--- start DOCUMENT ---

My first inclination was that it couldn't find ucx. So I loaded that module
and re-ran it. I get the exact same error message. I'm still checking if
the ucx module gets loaded when I run via Slurm, but mdtest ran without
issue. But I'm checking that.

Any thoughts?

Thanks!

Jeff


Re: [OMPI users] [EXTERNAL] Helping interpreting error output

2024-04-16 Thread Pritchard Jr., Howard via users
Hi Jeffrey,

I would suggest trying to debug what may be going wrong with UCX on your DGX 
box.

There are several things to try from the UCX faq - 
https://openucx.readthedocs.io/en/master/faq.html

I’d suggest setting the UCX_LOG_LEVEL environment variable to info or debug and 
see if UCX says something about what’s going wrong.

Also add --mca plm_base_verbose 10 to the mpirun command line.

Have you used DGX boxes with only a single NIC successfully?

--- end DOCUMENT ---

**OBJECTIVE**: Carry on the mailing list thread about the UCX error, starting right after its last sentence.

--- start INFORMATION GIVEN ---

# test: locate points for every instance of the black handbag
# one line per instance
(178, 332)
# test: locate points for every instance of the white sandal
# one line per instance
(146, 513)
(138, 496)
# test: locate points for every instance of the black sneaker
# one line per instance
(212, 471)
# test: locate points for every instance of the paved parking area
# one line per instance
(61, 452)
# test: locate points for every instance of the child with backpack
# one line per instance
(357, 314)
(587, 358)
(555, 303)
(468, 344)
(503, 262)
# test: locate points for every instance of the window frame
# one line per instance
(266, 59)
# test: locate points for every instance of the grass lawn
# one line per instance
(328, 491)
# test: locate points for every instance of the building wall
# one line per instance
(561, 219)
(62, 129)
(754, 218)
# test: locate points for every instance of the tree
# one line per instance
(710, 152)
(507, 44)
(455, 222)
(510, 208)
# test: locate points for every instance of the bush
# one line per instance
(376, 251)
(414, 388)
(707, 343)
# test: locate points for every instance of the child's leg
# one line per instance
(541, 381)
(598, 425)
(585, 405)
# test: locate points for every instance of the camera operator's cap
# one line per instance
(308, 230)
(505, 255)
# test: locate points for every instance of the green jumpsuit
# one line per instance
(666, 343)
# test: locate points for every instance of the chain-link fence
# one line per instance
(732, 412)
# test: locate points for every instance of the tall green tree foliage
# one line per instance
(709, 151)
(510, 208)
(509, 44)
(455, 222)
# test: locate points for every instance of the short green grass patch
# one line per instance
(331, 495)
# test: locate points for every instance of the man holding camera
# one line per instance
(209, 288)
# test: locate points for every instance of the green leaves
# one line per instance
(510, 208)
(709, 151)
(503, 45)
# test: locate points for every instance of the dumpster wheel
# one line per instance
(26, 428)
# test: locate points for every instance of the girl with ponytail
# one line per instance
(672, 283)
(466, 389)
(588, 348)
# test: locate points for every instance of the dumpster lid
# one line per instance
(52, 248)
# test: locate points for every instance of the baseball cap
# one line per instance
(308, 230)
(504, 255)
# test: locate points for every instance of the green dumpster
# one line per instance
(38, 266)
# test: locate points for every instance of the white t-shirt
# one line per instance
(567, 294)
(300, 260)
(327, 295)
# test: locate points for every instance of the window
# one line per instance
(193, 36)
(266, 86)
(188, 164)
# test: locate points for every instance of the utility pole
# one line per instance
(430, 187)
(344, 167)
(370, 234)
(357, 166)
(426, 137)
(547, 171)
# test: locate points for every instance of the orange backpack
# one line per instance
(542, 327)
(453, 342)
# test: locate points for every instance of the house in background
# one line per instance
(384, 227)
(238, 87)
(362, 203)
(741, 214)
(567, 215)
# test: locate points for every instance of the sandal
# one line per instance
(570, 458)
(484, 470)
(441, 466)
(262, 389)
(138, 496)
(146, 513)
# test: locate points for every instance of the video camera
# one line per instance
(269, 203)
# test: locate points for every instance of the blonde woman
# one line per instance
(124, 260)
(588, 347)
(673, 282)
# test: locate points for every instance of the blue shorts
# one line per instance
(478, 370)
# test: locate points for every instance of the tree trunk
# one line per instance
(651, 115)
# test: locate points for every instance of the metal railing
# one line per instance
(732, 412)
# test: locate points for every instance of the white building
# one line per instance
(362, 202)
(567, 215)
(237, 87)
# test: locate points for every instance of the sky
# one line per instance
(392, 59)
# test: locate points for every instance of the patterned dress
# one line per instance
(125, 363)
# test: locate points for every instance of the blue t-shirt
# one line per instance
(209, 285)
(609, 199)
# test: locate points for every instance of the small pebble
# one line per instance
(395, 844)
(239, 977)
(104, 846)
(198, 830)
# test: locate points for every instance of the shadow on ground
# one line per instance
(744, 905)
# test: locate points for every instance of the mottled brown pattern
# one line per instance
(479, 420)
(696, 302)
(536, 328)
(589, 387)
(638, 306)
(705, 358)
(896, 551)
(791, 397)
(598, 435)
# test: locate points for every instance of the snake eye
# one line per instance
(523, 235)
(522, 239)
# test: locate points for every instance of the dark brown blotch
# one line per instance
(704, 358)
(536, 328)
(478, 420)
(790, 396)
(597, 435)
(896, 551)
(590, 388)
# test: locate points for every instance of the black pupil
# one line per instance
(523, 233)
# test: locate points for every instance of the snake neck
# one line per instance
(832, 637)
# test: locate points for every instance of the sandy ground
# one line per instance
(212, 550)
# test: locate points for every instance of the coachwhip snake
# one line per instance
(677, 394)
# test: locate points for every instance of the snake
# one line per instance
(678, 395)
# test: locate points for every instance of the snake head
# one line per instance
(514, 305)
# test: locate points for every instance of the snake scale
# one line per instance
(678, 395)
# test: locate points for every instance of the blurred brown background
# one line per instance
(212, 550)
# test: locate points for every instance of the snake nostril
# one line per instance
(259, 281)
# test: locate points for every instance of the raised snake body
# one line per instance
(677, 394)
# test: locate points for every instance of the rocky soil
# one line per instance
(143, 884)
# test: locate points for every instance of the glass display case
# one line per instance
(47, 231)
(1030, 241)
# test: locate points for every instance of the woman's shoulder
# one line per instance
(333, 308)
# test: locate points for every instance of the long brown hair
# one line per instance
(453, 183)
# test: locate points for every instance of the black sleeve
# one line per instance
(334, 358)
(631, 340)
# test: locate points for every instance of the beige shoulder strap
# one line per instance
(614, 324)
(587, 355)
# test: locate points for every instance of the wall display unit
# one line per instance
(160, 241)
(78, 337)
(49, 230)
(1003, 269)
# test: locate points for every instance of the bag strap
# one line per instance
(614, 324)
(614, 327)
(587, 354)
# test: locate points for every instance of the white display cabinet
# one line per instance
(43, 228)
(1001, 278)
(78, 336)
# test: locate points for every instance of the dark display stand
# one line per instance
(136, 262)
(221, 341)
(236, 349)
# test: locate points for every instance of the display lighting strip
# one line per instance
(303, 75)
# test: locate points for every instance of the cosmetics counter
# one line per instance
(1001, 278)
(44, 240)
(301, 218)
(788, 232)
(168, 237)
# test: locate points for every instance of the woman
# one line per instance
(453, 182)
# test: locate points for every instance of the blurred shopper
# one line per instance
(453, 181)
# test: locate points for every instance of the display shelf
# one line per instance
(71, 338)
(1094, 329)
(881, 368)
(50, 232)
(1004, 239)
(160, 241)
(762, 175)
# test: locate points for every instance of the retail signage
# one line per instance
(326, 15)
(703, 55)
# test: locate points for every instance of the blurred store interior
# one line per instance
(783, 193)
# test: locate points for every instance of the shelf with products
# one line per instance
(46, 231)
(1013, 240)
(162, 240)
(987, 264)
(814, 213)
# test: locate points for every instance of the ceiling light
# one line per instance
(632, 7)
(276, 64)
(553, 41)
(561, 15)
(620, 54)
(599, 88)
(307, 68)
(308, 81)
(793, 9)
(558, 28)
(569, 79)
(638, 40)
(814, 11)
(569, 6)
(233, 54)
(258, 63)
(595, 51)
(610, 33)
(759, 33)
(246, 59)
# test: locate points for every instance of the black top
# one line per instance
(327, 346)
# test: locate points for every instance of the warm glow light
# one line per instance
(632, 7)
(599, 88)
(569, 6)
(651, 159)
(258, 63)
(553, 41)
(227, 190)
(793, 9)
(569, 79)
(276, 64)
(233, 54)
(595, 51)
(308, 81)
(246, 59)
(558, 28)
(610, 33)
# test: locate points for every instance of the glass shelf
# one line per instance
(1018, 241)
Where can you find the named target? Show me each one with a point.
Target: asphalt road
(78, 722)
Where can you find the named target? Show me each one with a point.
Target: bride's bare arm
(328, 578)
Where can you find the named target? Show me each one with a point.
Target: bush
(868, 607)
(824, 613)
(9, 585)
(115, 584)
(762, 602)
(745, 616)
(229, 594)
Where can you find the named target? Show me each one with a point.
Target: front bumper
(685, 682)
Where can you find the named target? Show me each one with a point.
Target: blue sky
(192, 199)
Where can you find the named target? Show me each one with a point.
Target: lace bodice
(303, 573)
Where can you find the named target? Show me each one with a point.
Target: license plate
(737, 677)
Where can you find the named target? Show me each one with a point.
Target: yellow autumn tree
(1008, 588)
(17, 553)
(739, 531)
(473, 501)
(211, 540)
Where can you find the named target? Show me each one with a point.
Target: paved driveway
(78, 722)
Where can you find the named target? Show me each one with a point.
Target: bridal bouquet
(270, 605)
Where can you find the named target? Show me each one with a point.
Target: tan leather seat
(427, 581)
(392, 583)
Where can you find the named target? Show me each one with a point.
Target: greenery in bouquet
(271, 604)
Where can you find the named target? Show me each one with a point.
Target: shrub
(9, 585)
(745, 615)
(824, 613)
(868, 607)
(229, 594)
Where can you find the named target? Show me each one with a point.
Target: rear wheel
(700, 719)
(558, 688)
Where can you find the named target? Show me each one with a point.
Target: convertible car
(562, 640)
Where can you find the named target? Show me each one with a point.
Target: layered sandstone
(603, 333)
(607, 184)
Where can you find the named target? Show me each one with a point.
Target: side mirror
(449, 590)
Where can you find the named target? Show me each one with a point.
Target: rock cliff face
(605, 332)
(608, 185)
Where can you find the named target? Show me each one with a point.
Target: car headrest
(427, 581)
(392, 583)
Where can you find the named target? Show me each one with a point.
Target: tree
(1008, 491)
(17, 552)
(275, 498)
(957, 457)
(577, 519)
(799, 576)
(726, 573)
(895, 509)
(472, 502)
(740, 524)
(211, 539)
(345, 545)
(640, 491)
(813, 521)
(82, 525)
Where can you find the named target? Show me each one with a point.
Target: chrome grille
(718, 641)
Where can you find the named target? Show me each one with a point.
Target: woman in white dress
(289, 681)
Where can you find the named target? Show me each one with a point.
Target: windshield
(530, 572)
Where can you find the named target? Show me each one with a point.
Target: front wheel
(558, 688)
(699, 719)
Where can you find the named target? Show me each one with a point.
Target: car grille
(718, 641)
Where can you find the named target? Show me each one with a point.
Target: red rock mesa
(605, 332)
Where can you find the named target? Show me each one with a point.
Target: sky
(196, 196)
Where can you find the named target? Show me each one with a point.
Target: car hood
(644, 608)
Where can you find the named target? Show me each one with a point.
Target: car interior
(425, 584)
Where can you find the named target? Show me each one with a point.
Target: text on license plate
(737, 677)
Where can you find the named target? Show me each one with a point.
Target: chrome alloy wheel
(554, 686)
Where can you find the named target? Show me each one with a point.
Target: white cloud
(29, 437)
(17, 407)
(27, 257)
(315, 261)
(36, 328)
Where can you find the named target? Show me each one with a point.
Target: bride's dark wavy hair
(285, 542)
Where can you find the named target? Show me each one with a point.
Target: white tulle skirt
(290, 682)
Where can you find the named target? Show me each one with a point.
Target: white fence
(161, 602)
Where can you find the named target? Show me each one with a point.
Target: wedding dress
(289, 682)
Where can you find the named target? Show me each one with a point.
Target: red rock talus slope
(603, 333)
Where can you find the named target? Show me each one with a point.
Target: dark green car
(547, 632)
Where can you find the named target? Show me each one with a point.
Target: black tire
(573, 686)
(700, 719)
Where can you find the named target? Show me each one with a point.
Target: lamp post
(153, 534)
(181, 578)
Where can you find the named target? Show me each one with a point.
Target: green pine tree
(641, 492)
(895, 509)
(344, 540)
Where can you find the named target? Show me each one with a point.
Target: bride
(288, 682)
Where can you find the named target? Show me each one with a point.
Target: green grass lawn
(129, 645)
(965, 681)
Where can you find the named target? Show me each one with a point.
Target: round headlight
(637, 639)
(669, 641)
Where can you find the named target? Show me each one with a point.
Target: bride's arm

--- end INFORMATION GIVEN ---

**TASK RESPONSE**:
Howard


From: users  on behalf of Jeffrey Layton via 
users 
Reply-To: Open MPI Users 
Date: Tuesday, April 16, 2024 at 12:30 PM
To: Open MPI Users 
Cc: Jeffrey Layton 
Subject: [EXTERNAL] [OMPI users] Helping interpreting error output

Good afternoon MPI fans of all ages,

Yet again, I'm getting an error that I'm having trouble interpreting. This 
time, I'm trying to run ior. I've done it a thousand times but not on an NVIDIA 
DGX A100 with multiple NICs.

The ultimate command is the following:


/cm/shared/apps/openmpi4/gcc/4.1.5/bin/mpirun --mca btl '^openib' -np 4 -map-by 
ppr:4:node --allow-run-as-root --mca btl_openib_warn_default_gid_prefix 0 --mca 
btl_openib_if_exclude mlx5_0,mlx5_5,mlx5_6 --mca plm_base_verbose 0 --mca plm 
rsh /home/bcm/bin/bin/ior -w -r -z -e -C -t 1m -b 1g -s 1000 -o /mnt/test


It was suggested to me to use these MPI options. The error I get is the 
following.

--
A requested component was not found, or was unable to be opened.  This
means that this component is either not installed or is unable to be
used on your system (e.g., sometimes this means that shared libraries
that the component requires are unable to be found/loaded).  Note that
Open MPI stopped checking at the first component that it did not find.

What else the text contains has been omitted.